(Dataset items)

--

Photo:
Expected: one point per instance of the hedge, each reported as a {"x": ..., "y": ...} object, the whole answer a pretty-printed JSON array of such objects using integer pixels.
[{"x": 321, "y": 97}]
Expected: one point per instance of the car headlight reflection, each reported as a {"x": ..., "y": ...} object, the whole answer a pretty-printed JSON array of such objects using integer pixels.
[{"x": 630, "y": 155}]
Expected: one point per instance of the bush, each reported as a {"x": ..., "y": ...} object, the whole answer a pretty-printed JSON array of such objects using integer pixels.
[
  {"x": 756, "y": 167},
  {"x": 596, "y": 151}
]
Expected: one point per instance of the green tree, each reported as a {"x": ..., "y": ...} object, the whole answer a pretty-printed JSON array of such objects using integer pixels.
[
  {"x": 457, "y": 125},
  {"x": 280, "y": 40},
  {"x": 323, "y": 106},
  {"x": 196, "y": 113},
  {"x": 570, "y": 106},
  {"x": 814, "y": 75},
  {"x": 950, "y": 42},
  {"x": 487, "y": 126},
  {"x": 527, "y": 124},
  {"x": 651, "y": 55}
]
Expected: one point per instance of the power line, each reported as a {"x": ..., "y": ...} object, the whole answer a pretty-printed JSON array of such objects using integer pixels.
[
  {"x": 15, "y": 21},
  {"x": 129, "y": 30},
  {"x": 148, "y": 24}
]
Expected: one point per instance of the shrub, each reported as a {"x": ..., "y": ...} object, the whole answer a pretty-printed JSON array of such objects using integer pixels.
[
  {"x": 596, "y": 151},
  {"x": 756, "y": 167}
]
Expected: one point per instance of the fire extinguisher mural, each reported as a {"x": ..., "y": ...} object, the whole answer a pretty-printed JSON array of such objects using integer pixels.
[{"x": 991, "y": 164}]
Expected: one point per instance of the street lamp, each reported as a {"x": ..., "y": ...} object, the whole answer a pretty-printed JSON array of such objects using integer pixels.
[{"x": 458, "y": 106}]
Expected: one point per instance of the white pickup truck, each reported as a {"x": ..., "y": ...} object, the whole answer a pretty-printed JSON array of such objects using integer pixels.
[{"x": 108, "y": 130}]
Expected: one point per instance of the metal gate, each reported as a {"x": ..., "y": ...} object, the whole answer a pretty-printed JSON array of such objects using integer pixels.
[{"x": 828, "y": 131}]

--

Reproduce verbatim the lines of the items above, beginning with the line that contains "Expected: one point per instance of the bush, each" and continuing through the final line of the items, both ends included.

Expected: one point per instance of the bush, each reported as a {"x": ..., "y": ...} object, the whole answer a pretty-printed JSON array of such objects using integer pixels.
[
  {"x": 756, "y": 167},
  {"x": 596, "y": 151}
]
Expected: one point per instance of the green tree, each reported as a {"x": ..., "y": ...} object, the whole answer a pretty-printed JSON array of such objects using integer pixels.
[
  {"x": 457, "y": 125},
  {"x": 280, "y": 40},
  {"x": 323, "y": 106},
  {"x": 196, "y": 113},
  {"x": 570, "y": 106},
  {"x": 814, "y": 75},
  {"x": 950, "y": 42},
  {"x": 487, "y": 126},
  {"x": 527, "y": 124},
  {"x": 651, "y": 55}
]
Expected: one point per instance of the power line, each reported as a {"x": ..., "y": ...} object, the whole answer a pretty-printed JSON array of such objects using integer pixels.
[
  {"x": 15, "y": 21},
  {"x": 129, "y": 30},
  {"x": 148, "y": 24}
]
Expected: one point per instance of the shrub, each reported as a {"x": ..., "y": ...} object, the whole answer a pretty-printed JSON array of such objects using integer pixels.
[
  {"x": 596, "y": 151},
  {"x": 756, "y": 167}
]
Expected: one point per instance of the fire extinguisher mural, each reported as a {"x": ..., "y": ...} object, the whole answer a pretty-printed JSON array of such objects using integer pixels.
[{"x": 991, "y": 164}]
Expected: one point per instance of the street lamp, each reported as a {"x": ..., "y": ...} object, the whole answer a pretty-printed JSON array of such objects using integer pixels.
[{"x": 458, "y": 106}]
Expected: one point per instance of the white pickup truck, each reported as a {"x": ..., "y": ...} object, the whole answer a pretty-printed JSON array of such objects using integer pixels.
[{"x": 108, "y": 130}]
Expected: one point per instance of the metal gate, each reported as a {"x": ..., "y": ...} object, the whole answer a pretty-printed JSON array of such objects using integer pixels.
[{"x": 828, "y": 131}]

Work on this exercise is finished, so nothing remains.